Document segment section start

It was an experience, she said, of “honoring the existence and transforming the grief, healing a part of myself that didn’t feel whole.”

The pastel portrait is called “Soul Whispers.”

Hunsicker enjoyed the intimacy of pastels and using her fingers to portray her baby. “I like the ethereal part, how light gets dark and comes out to light.”

Then, six months after her operation, she got pregnant. “When I found out I was pregnant, I was completely afraid I was going to miscarry again.”

She returned to her pastels and worked through the series she calls “Misconception.”

“The inspiration was how to get over this fear…transform this fear. In a series, I explore what happened to me physically so I could understand it emotionally, process it emotionally.”

The first two pastels, like “Soul Whispers,” are mostly black and white.

In “Hearts Demise,” she captures her heart shaped uterus as a vortex, “creative energy coming out to the womb.”

The bleakest image is the repaired uterus, which sits bean-shaped and empty, like a black hole with energy swirling around it. She called it “Void.”

Document segment section end
Dataset excerpts section start

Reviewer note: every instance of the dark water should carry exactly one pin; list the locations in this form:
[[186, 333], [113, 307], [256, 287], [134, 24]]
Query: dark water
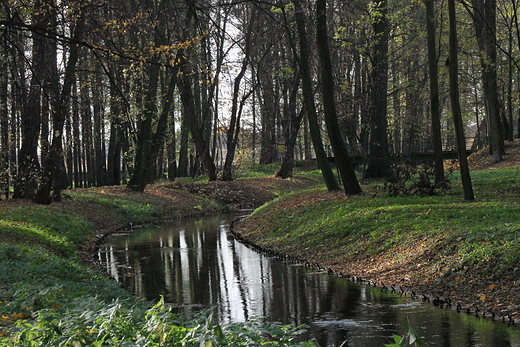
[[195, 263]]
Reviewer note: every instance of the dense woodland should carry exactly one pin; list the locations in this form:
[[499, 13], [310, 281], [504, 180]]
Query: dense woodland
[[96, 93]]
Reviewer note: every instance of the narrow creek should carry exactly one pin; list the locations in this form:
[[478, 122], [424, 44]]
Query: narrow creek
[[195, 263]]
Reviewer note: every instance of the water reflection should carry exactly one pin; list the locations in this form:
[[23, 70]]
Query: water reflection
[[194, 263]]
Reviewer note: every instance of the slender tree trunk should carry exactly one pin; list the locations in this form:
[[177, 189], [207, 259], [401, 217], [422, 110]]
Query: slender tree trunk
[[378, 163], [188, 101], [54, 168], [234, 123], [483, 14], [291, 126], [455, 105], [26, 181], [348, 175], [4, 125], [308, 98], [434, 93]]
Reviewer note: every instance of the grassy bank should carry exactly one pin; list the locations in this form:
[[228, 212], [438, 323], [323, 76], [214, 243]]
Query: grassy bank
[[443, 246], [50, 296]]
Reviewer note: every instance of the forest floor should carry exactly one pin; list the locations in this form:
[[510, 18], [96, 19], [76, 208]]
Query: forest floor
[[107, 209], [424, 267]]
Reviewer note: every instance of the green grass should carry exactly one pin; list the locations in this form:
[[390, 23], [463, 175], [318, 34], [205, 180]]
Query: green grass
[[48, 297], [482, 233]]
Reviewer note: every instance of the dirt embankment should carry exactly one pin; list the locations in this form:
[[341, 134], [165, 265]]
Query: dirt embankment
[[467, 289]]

Dataset excerpts section end
Dataset excerpts section start

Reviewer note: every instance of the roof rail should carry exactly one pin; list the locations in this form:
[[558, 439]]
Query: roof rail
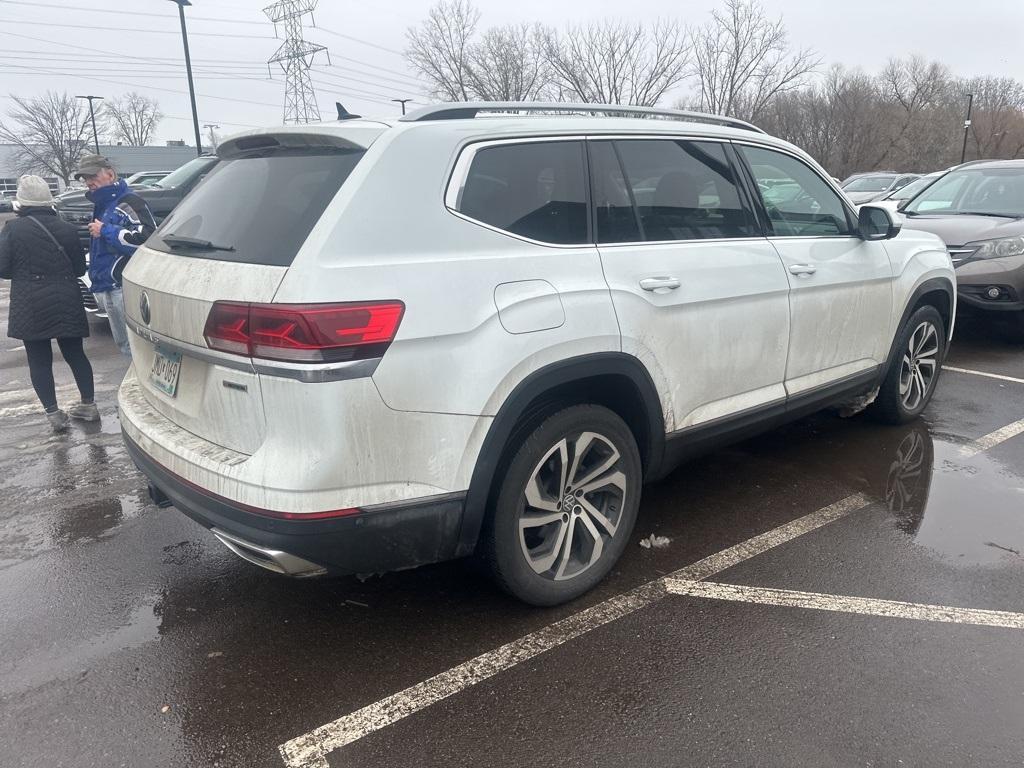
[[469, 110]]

Dataset excerpts section end

• What you should do:
Answer these questions from the text on Hunsicker's pastels:
1. What is the pastel portrait called?
2. What name does Hunsicker give the series she worked through after learning she was pregnant?
3. What did she call the image of the repaired uterus?

• Written response:
1. "Soul Whispers"
2. "Misconception"
3. "Void"